* **Short exercise**
Repeat the listing in full, exactly as it stands.

--- Records provided ---

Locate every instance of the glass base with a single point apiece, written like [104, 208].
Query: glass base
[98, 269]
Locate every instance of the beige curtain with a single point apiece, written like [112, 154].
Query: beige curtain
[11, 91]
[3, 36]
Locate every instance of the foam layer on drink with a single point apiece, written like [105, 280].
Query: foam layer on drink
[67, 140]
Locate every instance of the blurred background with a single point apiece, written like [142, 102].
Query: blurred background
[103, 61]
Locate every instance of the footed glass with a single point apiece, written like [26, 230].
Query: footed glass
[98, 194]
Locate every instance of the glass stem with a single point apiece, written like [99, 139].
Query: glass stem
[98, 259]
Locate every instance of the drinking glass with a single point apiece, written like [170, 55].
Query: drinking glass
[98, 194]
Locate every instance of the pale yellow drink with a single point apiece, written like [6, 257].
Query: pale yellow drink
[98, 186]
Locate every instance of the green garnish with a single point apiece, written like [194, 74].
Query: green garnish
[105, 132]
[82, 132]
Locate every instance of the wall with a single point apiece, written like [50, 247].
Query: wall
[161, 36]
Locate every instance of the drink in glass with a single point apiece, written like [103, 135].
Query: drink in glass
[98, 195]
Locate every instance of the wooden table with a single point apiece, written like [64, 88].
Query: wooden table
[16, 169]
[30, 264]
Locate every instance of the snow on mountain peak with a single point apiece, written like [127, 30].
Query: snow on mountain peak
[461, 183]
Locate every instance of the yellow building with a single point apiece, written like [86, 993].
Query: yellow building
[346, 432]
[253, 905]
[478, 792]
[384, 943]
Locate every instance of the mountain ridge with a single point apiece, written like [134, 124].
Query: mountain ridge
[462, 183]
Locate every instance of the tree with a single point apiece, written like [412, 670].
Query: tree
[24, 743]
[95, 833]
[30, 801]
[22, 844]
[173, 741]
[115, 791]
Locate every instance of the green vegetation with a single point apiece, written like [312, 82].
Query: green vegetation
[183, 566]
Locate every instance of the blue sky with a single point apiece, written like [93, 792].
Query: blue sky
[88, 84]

---

* **Solution to the problem**
Locate every instance of the glass base with a single point apiece, written like [104, 208].
Query: glass base
[98, 269]
Locate every instance of the beige curtain with a single point apiece, written like [112, 154].
Query: beige curtain
[11, 91]
[3, 36]
Locate every instance of the foam layer on drink with a single point apiece, written like [105, 280].
Query: foam layer on drink
[67, 140]
Locate every instance of the blurred background with a single point apiece, written like [142, 102].
Query: blurred background
[103, 61]
Locate every instance of the footed glass with a single point apiece, written like [26, 230].
Query: footed glass
[98, 194]
Locate every instance of the glass stem with a single point apiece, written like [99, 139].
Query: glass stem
[98, 259]
Locate every instance of the drinking glass with a single point apiece, written like [170, 55].
Query: drinking glass
[98, 194]
Locate every instance of the pale yellow drink with a single point apiece, written like [6, 257].
Query: pale yellow drink
[98, 186]
Locate every instance of the green garnish with a single point apiece, written like [194, 74].
Query: green garnish
[105, 132]
[82, 132]
Locate every instance of the wall with a single point apiece, written like [50, 247].
Query: wall
[161, 36]
Locate every instance of the drink in glass with a single point apiece, written like [103, 135].
Query: drink in glass
[98, 195]
Locate every instance of the wooden table with a single point apiece, written like [64, 88].
Query: wooden table
[16, 169]
[30, 264]
Locate every instance of the snow on mountain peak with a single point apiece, written like [127, 30].
Query: snow on mountain peak
[461, 183]
Locate every instance of the yellow building with a single point apiece, written like [86, 993].
Query: yellow building
[346, 432]
[253, 905]
[478, 792]
[384, 943]
Locate every instance of the mountain ridge with a single point apiece, written like [134, 124].
Query: mountain ridge
[462, 183]
Locate every instance of the tree with a single point apiece, written like [412, 670].
Query: tree
[24, 743]
[95, 833]
[30, 801]
[22, 844]
[173, 741]
[115, 791]
Locate every instance of the green vegetation with a single point apiece, written like [312, 82].
Query: green vegetation
[183, 566]
Locate every instance of the blue sky with a single point apiece, written like [93, 792].
Query: blue sky
[88, 84]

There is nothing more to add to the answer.